(Dataset items)

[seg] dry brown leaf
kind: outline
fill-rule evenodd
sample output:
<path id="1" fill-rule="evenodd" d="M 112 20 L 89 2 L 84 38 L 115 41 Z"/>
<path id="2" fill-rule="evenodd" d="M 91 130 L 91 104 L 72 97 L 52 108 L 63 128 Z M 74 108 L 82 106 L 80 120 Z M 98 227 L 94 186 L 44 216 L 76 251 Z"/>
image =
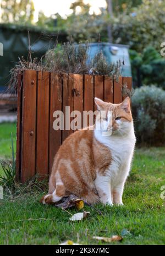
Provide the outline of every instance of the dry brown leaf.
<path id="1" fill-rule="evenodd" d="M 93 239 L 96 239 L 97 240 L 101 240 L 107 243 L 111 243 L 111 242 L 114 241 L 120 241 L 123 239 L 123 237 L 120 236 L 112 236 L 112 237 L 104 237 L 102 236 L 93 236 Z"/>
<path id="2" fill-rule="evenodd" d="M 64 197 L 62 199 L 54 204 L 57 207 L 63 209 L 68 209 L 76 206 L 79 210 L 82 209 L 84 206 L 83 200 L 78 198 L 74 195 L 70 195 L 69 197 Z"/>
<path id="3" fill-rule="evenodd" d="M 86 218 L 88 214 L 90 214 L 90 213 L 89 211 L 84 211 L 84 213 L 78 213 L 77 214 L 74 214 L 69 219 L 69 220 L 71 220 L 72 221 L 82 220 L 83 220 L 83 219 Z"/>
<path id="4" fill-rule="evenodd" d="M 72 240 L 67 240 L 59 244 L 60 246 L 75 246 L 80 245 L 79 243 L 76 243 L 73 242 Z"/>

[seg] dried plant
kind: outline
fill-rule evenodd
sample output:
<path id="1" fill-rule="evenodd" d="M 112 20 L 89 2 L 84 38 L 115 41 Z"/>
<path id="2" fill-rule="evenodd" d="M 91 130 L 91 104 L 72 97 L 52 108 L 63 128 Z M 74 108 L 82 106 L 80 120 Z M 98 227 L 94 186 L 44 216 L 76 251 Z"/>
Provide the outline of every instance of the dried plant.
<path id="1" fill-rule="evenodd" d="M 120 61 L 116 63 L 108 63 L 102 51 L 97 53 L 91 63 L 92 68 L 90 73 L 94 74 L 108 75 L 118 78 L 120 74 L 122 63 Z"/>
<path id="2" fill-rule="evenodd" d="M 29 41 L 28 59 L 19 58 L 19 62 L 10 70 L 10 91 L 16 91 L 18 74 L 26 69 L 54 73 L 108 75 L 114 78 L 118 78 L 120 74 L 121 62 L 108 63 L 101 51 L 96 55 L 92 61 L 89 61 L 90 45 L 88 42 L 85 43 L 80 42 L 78 45 L 69 42 L 62 45 L 56 43 L 54 48 L 48 51 L 38 61 L 37 58 L 32 58 L 30 40 Z"/>

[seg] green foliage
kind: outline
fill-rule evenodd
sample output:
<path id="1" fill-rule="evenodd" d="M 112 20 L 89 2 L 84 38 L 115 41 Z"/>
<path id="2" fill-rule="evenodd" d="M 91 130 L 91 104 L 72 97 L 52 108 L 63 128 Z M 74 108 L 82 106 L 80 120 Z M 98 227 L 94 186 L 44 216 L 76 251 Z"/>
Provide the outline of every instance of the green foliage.
<path id="1" fill-rule="evenodd" d="M 4 23 L 26 24 L 33 21 L 35 10 L 31 0 L 6 0 L 1 2 L 0 8 Z"/>
<path id="2" fill-rule="evenodd" d="M 14 157 L 14 144 L 12 134 L 12 160 L 0 160 L 0 164 L 3 173 L 0 174 L 0 186 L 13 189 L 15 187 L 15 178 L 16 175 L 15 161 Z"/>
<path id="3" fill-rule="evenodd" d="M 54 72 L 75 74 L 95 74 L 118 77 L 121 62 L 107 62 L 102 51 L 98 52 L 91 61 L 88 61 L 90 45 L 80 42 L 78 45 L 68 42 L 55 49 L 49 50 L 45 57 L 45 68 Z"/>
<path id="4" fill-rule="evenodd" d="M 152 84 L 165 89 L 165 59 L 155 48 L 148 46 L 141 53 L 131 50 L 130 56 L 135 86 L 138 85 L 139 70 L 142 84 Z"/>
<path id="5" fill-rule="evenodd" d="M 128 44 L 138 52 L 147 46 L 160 50 L 165 40 L 164 12 L 164 1 L 143 0 L 131 13 L 121 14 L 114 19 L 114 42 Z"/>
<path id="6" fill-rule="evenodd" d="M 132 111 L 138 142 L 165 144 L 165 91 L 154 85 L 135 90 Z"/>
<path id="7" fill-rule="evenodd" d="M 77 46 L 68 42 L 55 49 L 49 50 L 46 55 L 46 66 L 54 72 L 75 74 L 88 73 L 86 64 L 89 44 L 79 43 Z"/>
<path id="8" fill-rule="evenodd" d="M 95 55 L 91 63 L 94 73 L 108 75 L 109 77 L 115 75 L 118 77 L 120 75 L 121 66 L 120 61 L 117 61 L 116 63 L 108 63 L 101 51 Z"/>
<path id="9" fill-rule="evenodd" d="M 77 7 L 81 8 L 79 13 L 76 10 Z M 107 41 L 106 25 L 107 13 L 106 10 L 102 9 L 98 15 L 95 13 L 90 15 L 90 6 L 84 4 L 83 0 L 73 3 L 70 9 L 73 13 L 67 17 L 65 24 L 68 40 L 72 39 L 77 42 L 87 40 L 96 42 L 100 35 L 103 41 Z"/>

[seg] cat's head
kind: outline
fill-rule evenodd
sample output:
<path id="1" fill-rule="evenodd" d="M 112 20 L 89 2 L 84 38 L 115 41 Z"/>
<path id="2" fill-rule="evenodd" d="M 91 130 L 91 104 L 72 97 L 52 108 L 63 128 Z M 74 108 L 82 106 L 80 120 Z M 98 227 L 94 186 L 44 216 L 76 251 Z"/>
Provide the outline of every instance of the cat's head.
<path id="1" fill-rule="evenodd" d="M 124 135 L 130 131 L 133 127 L 133 118 L 129 97 L 119 104 L 105 102 L 98 98 L 95 98 L 95 102 L 99 112 L 103 113 L 98 118 L 96 118 L 96 126 L 101 122 L 101 129 L 104 130 L 108 129 L 114 135 Z"/>

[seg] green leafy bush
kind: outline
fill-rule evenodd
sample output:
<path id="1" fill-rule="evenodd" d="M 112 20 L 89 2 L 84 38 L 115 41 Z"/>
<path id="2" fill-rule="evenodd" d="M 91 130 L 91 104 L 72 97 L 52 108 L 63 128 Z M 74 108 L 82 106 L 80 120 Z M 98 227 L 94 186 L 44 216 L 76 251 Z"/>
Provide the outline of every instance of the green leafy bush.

### OBJECTIVE
Reproduce verbatim the lines running from the one containing "[seg] green leafy bush" through the end of the lines above, both ends included.

### THE REPLY
[seg] green leafy bush
kind: outline
fill-rule evenodd
sample output:
<path id="1" fill-rule="evenodd" d="M 112 20 L 89 2 L 84 38 L 115 41 Z"/>
<path id="2" fill-rule="evenodd" d="M 91 130 L 91 104 L 72 97 L 52 108 L 63 128 Z M 74 108 L 82 106 L 80 120 Z M 98 227 L 94 186 L 44 216 L 76 251 Z"/>
Provide the outline of every instance of the green leafy bush.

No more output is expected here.